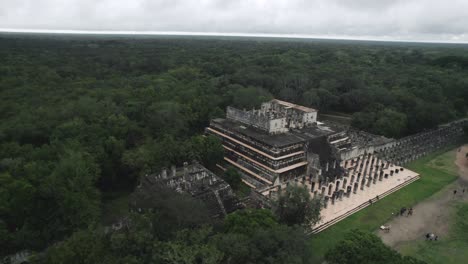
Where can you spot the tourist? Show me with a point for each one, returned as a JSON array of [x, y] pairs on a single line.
[[410, 211]]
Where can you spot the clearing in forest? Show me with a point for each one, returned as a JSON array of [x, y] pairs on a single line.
[[444, 214]]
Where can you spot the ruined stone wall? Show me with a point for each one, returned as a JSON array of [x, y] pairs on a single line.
[[415, 146]]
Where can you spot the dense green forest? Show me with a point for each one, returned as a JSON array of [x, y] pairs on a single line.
[[85, 115]]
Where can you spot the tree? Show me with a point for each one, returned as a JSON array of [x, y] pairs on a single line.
[[247, 221], [207, 149], [250, 97], [278, 244], [233, 177], [362, 247], [296, 207], [390, 123], [189, 246], [87, 246]]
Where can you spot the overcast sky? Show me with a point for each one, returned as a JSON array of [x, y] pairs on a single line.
[[421, 20]]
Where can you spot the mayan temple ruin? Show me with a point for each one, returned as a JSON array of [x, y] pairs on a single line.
[[283, 143]]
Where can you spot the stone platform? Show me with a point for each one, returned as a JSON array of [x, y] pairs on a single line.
[[347, 205]]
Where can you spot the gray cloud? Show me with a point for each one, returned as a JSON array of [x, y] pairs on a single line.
[[433, 20]]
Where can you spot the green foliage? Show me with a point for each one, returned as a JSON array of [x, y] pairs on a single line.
[[362, 247], [232, 176], [82, 247], [248, 221], [296, 207], [81, 113], [371, 218], [278, 244], [250, 97]]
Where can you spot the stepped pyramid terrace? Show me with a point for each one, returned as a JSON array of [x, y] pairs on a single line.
[[283, 143]]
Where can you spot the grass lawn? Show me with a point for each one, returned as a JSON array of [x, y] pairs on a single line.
[[450, 249], [370, 218], [445, 162]]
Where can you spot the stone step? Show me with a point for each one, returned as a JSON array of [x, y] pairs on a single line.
[[362, 206]]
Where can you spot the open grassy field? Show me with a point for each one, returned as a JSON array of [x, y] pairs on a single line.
[[450, 249], [445, 162], [432, 180]]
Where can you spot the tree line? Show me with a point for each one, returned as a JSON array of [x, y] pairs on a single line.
[[83, 116]]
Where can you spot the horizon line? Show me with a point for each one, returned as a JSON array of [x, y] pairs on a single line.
[[220, 34]]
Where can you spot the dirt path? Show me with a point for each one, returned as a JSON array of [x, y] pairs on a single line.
[[433, 214]]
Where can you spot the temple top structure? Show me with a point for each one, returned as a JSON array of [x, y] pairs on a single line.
[[275, 116]]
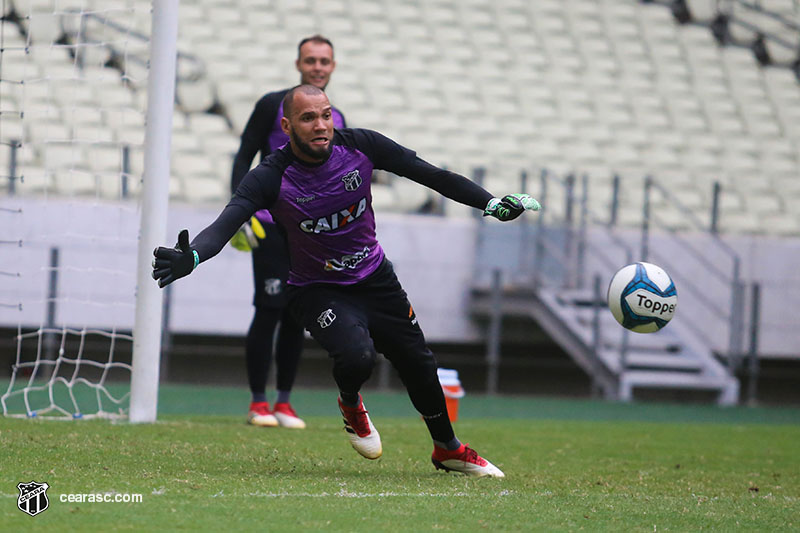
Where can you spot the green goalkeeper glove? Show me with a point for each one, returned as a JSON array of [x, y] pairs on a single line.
[[510, 206], [173, 263], [246, 239]]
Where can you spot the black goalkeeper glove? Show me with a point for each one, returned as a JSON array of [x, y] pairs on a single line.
[[173, 263], [510, 206]]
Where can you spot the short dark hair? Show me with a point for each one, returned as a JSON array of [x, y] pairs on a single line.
[[288, 99], [314, 39]]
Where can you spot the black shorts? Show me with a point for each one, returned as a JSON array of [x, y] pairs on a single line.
[[379, 304], [270, 269]]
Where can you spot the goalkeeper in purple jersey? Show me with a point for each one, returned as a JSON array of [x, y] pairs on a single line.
[[270, 259], [341, 286]]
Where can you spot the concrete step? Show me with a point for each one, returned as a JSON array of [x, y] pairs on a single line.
[[673, 380]]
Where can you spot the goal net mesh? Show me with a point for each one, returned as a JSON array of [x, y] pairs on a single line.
[[73, 77]]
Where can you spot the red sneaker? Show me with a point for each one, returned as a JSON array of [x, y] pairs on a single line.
[[465, 460], [287, 417], [260, 415], [362, 434]]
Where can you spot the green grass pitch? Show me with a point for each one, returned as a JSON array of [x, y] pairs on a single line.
[[570, 465]]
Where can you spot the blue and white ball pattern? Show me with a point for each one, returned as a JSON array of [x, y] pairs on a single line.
[[642, 297]]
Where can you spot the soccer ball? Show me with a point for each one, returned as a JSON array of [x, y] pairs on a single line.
[[642, 297]]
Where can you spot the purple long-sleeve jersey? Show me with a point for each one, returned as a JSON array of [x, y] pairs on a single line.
[[326, 210]]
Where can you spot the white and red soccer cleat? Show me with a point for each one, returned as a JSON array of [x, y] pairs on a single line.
[[362, 434], [260, 415], [287, 417], [465, 460]]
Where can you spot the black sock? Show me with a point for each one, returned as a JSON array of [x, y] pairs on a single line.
[[350, 399], [453, 444]]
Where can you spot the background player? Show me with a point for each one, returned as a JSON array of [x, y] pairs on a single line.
[[269, 254], [342, 287]]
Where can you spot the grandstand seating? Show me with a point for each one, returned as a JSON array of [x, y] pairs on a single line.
[[596, 86]]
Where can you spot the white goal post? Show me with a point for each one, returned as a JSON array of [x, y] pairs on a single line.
[[155, 196], [84, 189]]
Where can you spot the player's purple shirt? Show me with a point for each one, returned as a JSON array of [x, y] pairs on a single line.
[[326, 210], [327, 214], [278, 139]]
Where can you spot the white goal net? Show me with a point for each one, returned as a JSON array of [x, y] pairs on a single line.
[[73, 87]]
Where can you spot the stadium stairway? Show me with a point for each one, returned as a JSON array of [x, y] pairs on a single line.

========

Your answer should hold every record above, printed exactly and free of pictures.

Where can you spot the tourist? Show me with a point for each one, returned as a JSON array of [x, y] pairs on a single line.
[[410, 211]]
Where can you spot the clearing in forest? Show me with a point for each one, returned as a JSON array of [x, y] pairs on a single line.
[[444, 214]]
Where can you spot the ruined stone wall? Show me with a point for each one, returned as a JSON array of [x, y] pairs on a single line.
[[415, 146]]
Where can you spot the dense green forest? Show me with a point for each one, returned as a JSON array of [x, y] pairs on a single line.
[[85, 115]]
Where can you spot the tree? Show me with a point for each one, returned as a JSON array of [x, y] pairs on a single line.
[[247, 221], [207, 149], [250, 97], [278, 244], [233, 177], [362, 247], [296, 207], [390, 123], [189, 246], [87, 246]]
Where can you spot the overcast sky? Show me with a point for each one, returned as a JSON array of [x, y] pairs on a single line.
[[421, 20]]
Where can you spot the mayan temple ruin? Show me with a point for each one, returned as a JSON array of [x, y] pairs on a single line.
[[283, 143]]
Where can you spot the stone platform? Show me with a point for each one, returned as a JSON array of [x, y] pairs on a single line.
[[347, 205]]
Where can you spot the gray cloud? Show me with a point for each one, returned as a JSON array of [x, y] pairs on a single line.
[[433, 20]]
Where can you spot the green foliage? Show me with a point for each one, returned as a JSON array of [x, y] pairs on a single line.
[[362, 247], [232, 176], [82, 247], [248, 221], [296, 207], [81, 113], [371, 218], [278, 244], [250, 97]]
Where can you spot the stepped pyramid terrace? Show me with a point for each one, returned as a JSON array of [x, y] pairs on a single line.
[[283, 143]]
Where can you spot the grass lawn? Show me with a point for each one, returned as a JSON array of [x, y] pairs on a single line.
[[450, 249], [370, 218], [445, 162]]
Where can you spot the stone step? Show me with a point for each one, returned as a JSON array of [x, y] pairs on a single line.
[[362, 206]]
Where can you spot the open grassy field? Show me with a point for each one, returned as a JSON array of [x, y] pairs on a single line.
[[450, 249], [445, 162], [432, 180]]
Where can you spot the tree line? Show me with a point for each one, returned as a JSON array of [x, y] pairs on a single line.
[[83, 116]]
Where can you spot the horizon line? Show me with a point for each one, returned as a JSON array of [x, y] pairs on a single line.
[[220, 34]]
Where can you spot the dirt path? Show me with a point for each one, returned as a JSON array of [x, y] pairs on a single line.
[[433, 214]]
Where can you spot the temple top structure? Show me with a point for each one, returned as a JSON array of [x, y] pairs on a single line.
[[275, 116]]
Where can you spot the green goalkeeper glove? Show me with a point for each one, returned as a JSON array of [x, y] pairs on a single line.
[[510, 206], [173, 263], [246, 239]]
Where can you spot the black goalkeeper glove? Show me with a point for each one, returned as a JSON array of [x, y] pairs on a single line.
[[173, 263], [510, 206]]
Where can you spot the short dark hair? Show me with a point for each one, returned as a JSON array of [x, y] pairs on a single line.
[[288, 99], [314, 39]]
Where can you spot the black shorts? Show me with a point for each one, returned as a JSON array of [x, y] pairs on a single line.
[[379, 304], [270, 269]]
Where can you spot the goalkeeper in purple jersey? Show me with a point for each one, returned as a JSON array of [x, y] pairs on a single line.
[[270, 259], [341, 286]]
Where can you spot the concrete step? Show me with a point for each one, returned as a JSON array of [x, y] pairs on a single line.
[[673, 380]]
Where can you spot the goal net mesh? Show me with a point for each one, returned as a JSON array of [x, y] pairs on a single line.
[[73, 77]]
Where can you spot the red sneaker? Show me with a point for each one, returned as a JSON array of [x, y] pairs on a single line.
[[465, 460], [287, 417], [260, 415], [362, 434]]
Where can you spot the green grass pitch? Show me with a point for each one, returned as a JSON array of [x, y] pairs on a single line.
[[570, 465]]
Where can you spot the blue and white ball pattern? Show me with a point for each one, returned as a JSON array of [x, y] pairs on a single line.
[[642, 297]]
Where can you spot the soccer ball? Show me with a point for each one, returned as a JSON array of [x, y] pairs on a single line.
[[642, 297]]
Where can you spot the purple long-sleeve jersey? Show me with a point for each one, returned as a JSON array of [x, y] pairs on a single line.
[[326, 210]]
Where can you spot the white and red soccer cleat? Show me with a point for each one, returned as a JSON array of [x, y] pairs on a single line.
[[362, 434], [260, 415], [287, 417], [465, 460]]
Where can you spot the black sock? Show me with a point for each one, returned as a JSON array of [x, y] pairs on a single line.
[[350, 399], [453, 444]]
Where can you spot the background player? Show me with a point for each one, returned as a JSON array of [x, y] pairs on a single line.
[[269, 254], [342, 287]]
Where can you spot the grandstand seating? Show me with a point for each one, returned as a JSON array of [x, y] pairs on a single line.
[[596, 86]]
Where can you spot the white goal post? Show me with a point for each one, returned as a JSON array of [x, y] pairs on a single line.
[[155, 196], [84, 189]]
Where can you spot the player's purple shirt? Show me with a point for each one, returned as a JSON array of [x, y] pairs on a single line.
[[326, 210], [327, 214], [278, 139]]
Where can you spot the white goal net? Show me with a point for each one, returned as a JSON array of [x, y] pairs on a single line.
[[73, 87]]
Where can you spot the stadium stairway? Show me with a point for each one, returned as a JSON array of [x, y] pairs on a single line.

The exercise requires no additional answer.